### O que se espera
Você consegue prosseguir o texto sobre saúde mental como questão coletiva a partir da última frase dele?

### Texto apresentado
A saúde mental deve ser tratada de forma coletiva - Mina
 
Suas Emoções / Reportagem

Sua saúde mental não é um problema só seu

Uma perspectiva de saúde mental que se constrói na individualidade, que se nega a pensar nas condições de vida, no papel do coletivo, é uma visão limitada, defende a psicóloga Flávia Albuquerque

Por:
3 minutos |

Nunca demos tanta atenção e buscamos cuidados para com o nosso psiquismo como tem acontecido na última década. Conhecemos inúmeros transtornos mentais e seus respectivos sintomas; fazemos psicoterapia; temos acompanhamento psiquiátrico; usamos remédios quando o humor, a atenção ou o sono não operam como o esperado… 

Ainda assim, há o grande “porém”. Falamos tanto de saúde mental, mas seguimos cada vez mais sofridas, adoecidas e acumulando diagnósticos. A contradição é explícita: não estamos bem. Segundo o último relatório mundial de saúde mental divulgado pela Organização Mundial de Saúde (OMS) em 2022, o Brasil é o país com maior prevalência de depressão da América Latina. O mesmo documento também apontou que, no mundo, somos aqueles que possuem a população com o maior predomínio de transtornos de ansiedade.

Como isso é possível? O que explicaria estarmos diante de índices de adoecimento mental cada vez mais alarmantes justo quando nos cuidamos com cada vez mais frequência e com tantos dispositivos diferentes? É simplista acreditar que a resposta para isso se deve a lacunas e limitações no atendimento de profissionais da psicologia e da psiquiatria. 

Em um país com uma dimensão territorial de proporções continentais como o Brasil, com tantas realidades distintas, com tantas questões de desigualdade social, de raça, gênero, entre outras problemáticas implicadas, acredito ser complicado pensarmos o sofrimento como algo homogêneo, ou seja: a ansiedade, a tristeza, o cansaço, a raiva não serão iguais. Não se sofre de uma forma só.

### Trechos de dados

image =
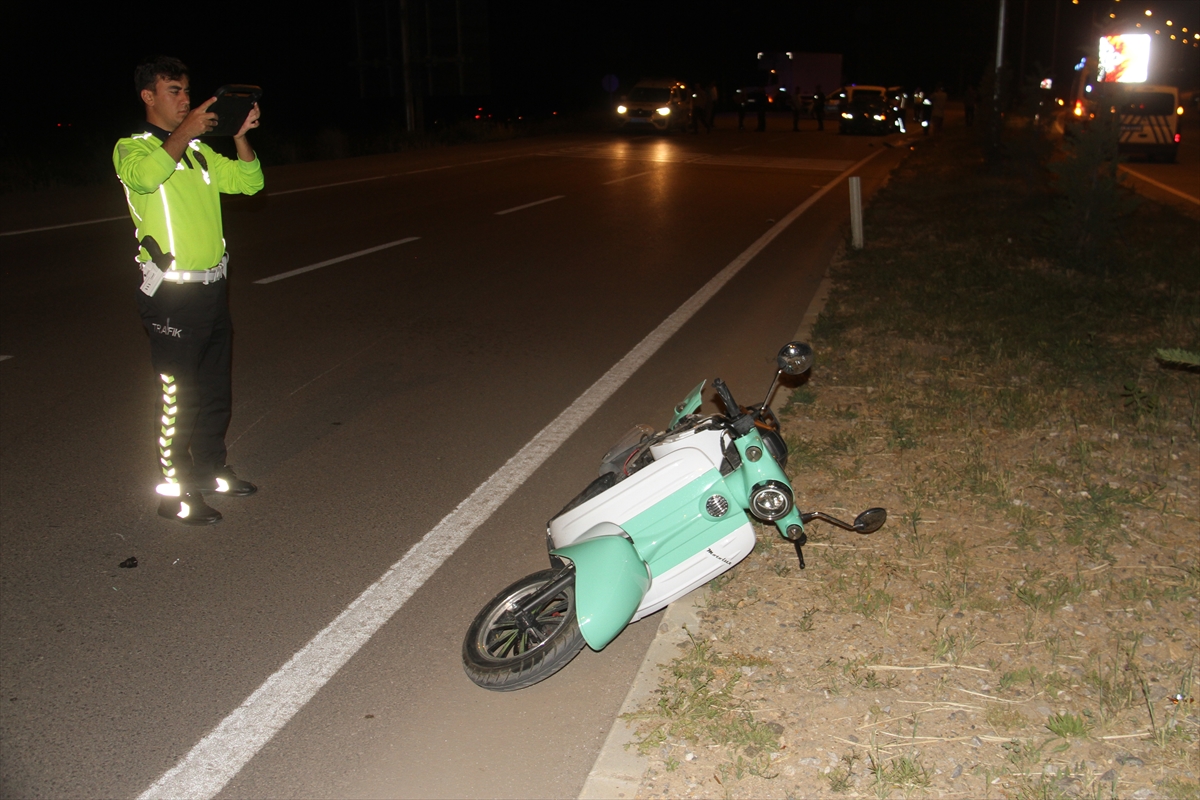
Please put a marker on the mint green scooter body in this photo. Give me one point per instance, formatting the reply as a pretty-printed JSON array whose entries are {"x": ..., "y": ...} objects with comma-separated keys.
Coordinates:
[
  {"x": 610, "y": 582},
  {"x": 690, "y": 404}
]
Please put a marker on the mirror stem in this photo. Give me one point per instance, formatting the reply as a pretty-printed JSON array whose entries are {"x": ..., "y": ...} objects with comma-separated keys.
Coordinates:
[{"x": 767, "y": 398}]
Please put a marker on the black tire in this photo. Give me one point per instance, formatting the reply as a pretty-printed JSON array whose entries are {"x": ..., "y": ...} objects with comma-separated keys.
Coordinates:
[{"x": 498, "y": 653}]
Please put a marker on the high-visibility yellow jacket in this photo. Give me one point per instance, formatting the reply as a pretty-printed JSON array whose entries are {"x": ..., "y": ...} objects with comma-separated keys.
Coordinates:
[{"x": 177, "y": 206}]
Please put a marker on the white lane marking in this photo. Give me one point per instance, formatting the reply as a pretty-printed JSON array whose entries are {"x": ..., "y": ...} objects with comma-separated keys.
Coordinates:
[
  {"x": 312, "y": 188},
  {"x": 627, "y": 178},
  {"x": 222, "y": 753},
  {"x": 335, "y": 260},
  {"x": 291, "y": 191},
  {"x": 529, "y": 205},
  {"x": 411, "y": 172},
  {"x": 1162, "y": 186},
  {"x": 65, "y": 224}
]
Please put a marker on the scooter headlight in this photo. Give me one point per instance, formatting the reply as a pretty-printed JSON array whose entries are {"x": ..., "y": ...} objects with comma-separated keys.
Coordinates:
[{"x": 771, "y": 500}]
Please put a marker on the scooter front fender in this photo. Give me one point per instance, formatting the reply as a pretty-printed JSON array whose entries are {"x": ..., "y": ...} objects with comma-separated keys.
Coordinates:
[{"x": 611, "y": 579}]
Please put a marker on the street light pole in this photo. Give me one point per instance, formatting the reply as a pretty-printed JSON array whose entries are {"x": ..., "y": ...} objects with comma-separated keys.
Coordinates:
[{"x": 996, "y": 83}]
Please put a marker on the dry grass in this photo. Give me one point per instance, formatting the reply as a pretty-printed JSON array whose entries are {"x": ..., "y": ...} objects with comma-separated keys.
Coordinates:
[{"x": 1026, "y": 623}]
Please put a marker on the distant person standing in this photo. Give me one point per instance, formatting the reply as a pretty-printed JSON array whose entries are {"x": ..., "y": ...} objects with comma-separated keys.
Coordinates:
[
  {"x": 970, "y": 98},
  {"x": 819, "y": 101},
  {"x": 700, "y": 109},
  {"x": 937, "y": 108},
  {"x": 173, "y": 182}
]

### Resultado do exercício
Então a forma de tratar esse sofrimento também não há de ser única. Quando focamos apenas em sintomas e transtornos, como tem sido a tendência, destituímos os componentes culturais e sociais dessa angústia. A narrativa acaba centrada em processos internos dos indivíduos e no que poderia ser feito a nível pessoal para que mentalmente uma pessoa se sinta bem. 

O debate sobre saúde mental não deve ficar condicionado às psicoterapias

Uma perspectiva de saúde mental que se constrói na individualidade, que se nega a pensar nas condições de vida, no papel do coletivo frente ao pessoal, sempre será limitada. E essa limitação acontece porque ela nos torna os únicos responsáveis pelo nosso próprio bem-estar. Soa bem razoável esse discurso, não é? De que cabe somente a cada um construir suas “boas práticas de vida”. Sinto desapontar, mas isso se trata de uma grande mentira. Possuímos, sim, nossa parcela de responsabilidade frente a nossa vida, todavia sozinha essa responsabilidade nem de longe basta.

Para que possamos construir bons hábitos de vida – e, consequentemente, uma mente mais saudável –, devemos possuir condições para tal: um trabalho que não seja precarizado, um bom sistema público de saúde, tempo livre para o lazer e o descanso, uma sociedade que seja segura e contemple as necessidades de pessoas negras, de mulheres, da população LGBTQIA+. 

Psicoterapia e serviços afins possuem sua devida importância (eu que o diga, sou psicóloga). Entretanto, o debate sobre saúde mental não deve ficar condicionado a essas práticas. Esses números alarmantes talvez estejam nos apontando para como não podemos desprezar a dimensão política, social e cultural que determina nosso sofrimento, adoecimento e bem-estar. Que nos cuidemos, sobretudo, coletivamente.